- **Description of the task**
Reproduce the rows verbatim, starting at the line that contains "Could you point out the football sock" and ending with the last line of the rows.

(Location labeling records)
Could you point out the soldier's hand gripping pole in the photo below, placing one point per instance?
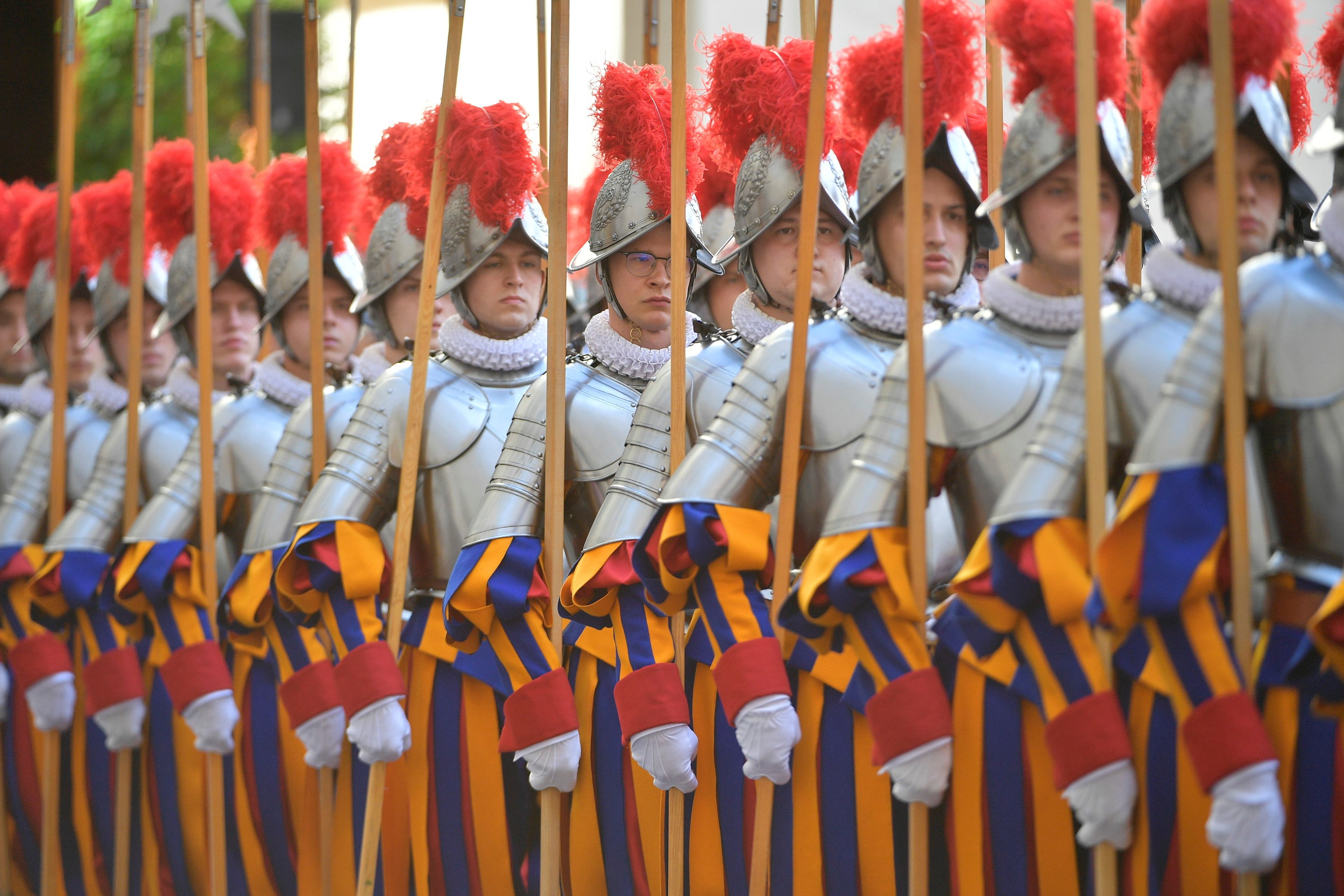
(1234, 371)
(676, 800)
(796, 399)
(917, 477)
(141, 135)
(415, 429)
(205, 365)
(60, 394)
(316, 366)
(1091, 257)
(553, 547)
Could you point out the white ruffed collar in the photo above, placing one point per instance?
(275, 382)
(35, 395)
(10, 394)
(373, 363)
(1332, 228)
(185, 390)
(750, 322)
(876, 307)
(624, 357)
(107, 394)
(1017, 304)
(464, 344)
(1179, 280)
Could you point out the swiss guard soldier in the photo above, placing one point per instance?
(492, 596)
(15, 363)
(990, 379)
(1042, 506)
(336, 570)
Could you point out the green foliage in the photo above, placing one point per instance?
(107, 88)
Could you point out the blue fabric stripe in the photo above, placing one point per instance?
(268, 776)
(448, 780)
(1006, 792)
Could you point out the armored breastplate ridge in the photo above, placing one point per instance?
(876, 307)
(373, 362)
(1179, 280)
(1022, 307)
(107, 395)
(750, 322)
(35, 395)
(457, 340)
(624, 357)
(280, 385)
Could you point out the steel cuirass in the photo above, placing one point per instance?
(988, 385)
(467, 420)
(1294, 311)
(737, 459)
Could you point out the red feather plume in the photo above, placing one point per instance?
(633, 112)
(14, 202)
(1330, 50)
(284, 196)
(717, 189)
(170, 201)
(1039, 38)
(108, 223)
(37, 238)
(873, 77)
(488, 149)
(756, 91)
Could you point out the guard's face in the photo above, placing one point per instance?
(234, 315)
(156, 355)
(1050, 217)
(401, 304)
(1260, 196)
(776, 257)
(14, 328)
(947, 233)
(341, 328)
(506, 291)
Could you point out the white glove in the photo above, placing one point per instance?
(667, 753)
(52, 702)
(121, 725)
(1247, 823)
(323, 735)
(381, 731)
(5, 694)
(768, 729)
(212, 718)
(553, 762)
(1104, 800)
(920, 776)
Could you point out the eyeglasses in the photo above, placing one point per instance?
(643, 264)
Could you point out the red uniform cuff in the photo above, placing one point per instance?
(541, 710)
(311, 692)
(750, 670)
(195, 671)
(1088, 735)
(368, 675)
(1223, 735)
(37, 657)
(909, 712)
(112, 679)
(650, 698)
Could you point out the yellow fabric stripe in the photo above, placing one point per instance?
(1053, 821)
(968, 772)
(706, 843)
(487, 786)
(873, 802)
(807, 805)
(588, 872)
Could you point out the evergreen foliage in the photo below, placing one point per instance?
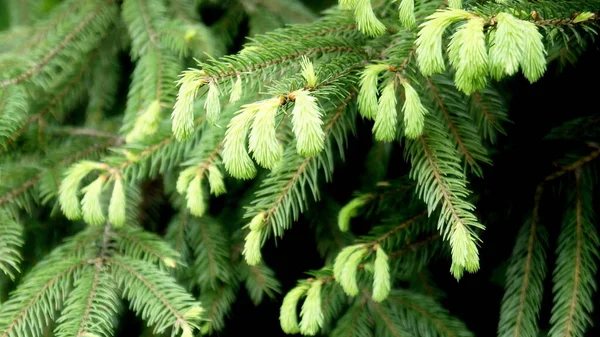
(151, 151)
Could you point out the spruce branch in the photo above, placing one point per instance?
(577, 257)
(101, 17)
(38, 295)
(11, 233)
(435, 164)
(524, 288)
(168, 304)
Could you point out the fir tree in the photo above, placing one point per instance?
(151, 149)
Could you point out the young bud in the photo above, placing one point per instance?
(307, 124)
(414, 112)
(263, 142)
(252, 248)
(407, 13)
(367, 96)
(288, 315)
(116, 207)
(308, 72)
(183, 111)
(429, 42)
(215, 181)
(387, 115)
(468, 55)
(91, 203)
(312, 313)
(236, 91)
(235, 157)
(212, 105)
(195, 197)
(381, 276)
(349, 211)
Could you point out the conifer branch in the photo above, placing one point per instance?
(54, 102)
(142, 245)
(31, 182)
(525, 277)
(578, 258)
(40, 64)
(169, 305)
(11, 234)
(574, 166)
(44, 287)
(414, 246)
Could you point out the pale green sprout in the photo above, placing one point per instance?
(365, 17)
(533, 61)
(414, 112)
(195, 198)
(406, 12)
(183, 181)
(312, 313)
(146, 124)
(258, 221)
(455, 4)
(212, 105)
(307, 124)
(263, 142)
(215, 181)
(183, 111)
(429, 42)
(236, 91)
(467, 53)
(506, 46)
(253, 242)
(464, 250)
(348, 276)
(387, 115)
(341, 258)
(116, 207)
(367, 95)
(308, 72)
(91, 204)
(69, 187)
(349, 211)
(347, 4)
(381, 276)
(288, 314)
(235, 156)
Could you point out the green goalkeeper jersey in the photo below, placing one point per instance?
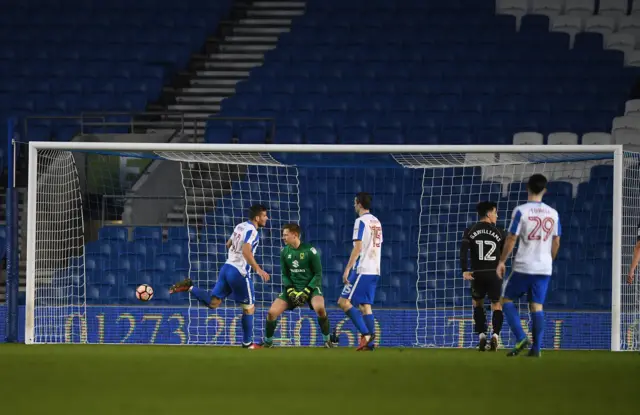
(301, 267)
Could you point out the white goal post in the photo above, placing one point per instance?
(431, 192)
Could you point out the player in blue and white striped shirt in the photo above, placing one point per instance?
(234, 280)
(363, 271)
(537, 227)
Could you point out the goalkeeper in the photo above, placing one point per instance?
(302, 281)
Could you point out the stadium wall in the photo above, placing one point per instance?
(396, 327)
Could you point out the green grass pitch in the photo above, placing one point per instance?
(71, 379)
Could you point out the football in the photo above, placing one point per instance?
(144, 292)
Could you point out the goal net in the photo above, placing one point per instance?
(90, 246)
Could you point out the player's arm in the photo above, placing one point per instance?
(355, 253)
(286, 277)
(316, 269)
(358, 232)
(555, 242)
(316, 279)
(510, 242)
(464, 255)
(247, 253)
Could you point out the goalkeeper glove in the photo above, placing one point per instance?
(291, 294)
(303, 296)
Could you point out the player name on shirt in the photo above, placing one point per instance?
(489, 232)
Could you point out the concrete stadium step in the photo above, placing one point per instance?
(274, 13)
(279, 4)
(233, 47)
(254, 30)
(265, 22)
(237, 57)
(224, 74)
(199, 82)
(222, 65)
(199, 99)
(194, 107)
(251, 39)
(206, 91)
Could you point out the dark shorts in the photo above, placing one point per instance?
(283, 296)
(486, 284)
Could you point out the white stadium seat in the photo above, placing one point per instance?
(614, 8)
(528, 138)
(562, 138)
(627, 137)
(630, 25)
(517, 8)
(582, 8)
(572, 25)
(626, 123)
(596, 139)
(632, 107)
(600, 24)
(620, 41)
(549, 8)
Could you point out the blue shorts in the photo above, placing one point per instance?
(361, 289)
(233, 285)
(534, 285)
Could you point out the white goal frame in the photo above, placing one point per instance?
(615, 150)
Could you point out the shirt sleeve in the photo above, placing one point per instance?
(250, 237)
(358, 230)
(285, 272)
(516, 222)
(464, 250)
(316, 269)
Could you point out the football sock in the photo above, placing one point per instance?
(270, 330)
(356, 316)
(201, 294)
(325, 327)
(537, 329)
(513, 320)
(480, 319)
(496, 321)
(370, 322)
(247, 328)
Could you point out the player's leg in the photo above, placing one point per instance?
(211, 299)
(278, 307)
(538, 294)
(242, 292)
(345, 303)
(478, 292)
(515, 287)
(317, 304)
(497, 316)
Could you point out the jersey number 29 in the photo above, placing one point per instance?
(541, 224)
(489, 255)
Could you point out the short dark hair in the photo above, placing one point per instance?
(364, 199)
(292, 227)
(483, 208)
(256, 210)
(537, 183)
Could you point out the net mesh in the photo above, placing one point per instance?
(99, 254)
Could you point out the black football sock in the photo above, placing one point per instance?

- **Response below**
Could you point out the football sock in the photo above, placing one point per instance?
(270, 330)
(356, 316)
(201, 294)
(325, 327)
(537, 329)
(513, 320)
(480, 319)
(496, 321)
(370, 322)
(247, 328)
Could you point out the player's leg in the photo above, placing one point per instance?
(211, 299)
(278, 307)
(538, 294)
(242, 292)
(345, 303)
(478, 292)
(515, 287)
(317, 304)
(497, 316)
Could you point out the jersey number 29 in the photo above, placing one point per instance?
(541, 224)
(489, 255)
Could you point out the short dark hair in the photo above, placing one point per instance?
(364, 199)
(292, 227)
(483, 208)
(256, 210)
(537, 183)
Could you point out the net mesh in the photo above, placing one point per instance?
(99, 254)
Could you point out the black football sock in the photo above, placing one point per instance?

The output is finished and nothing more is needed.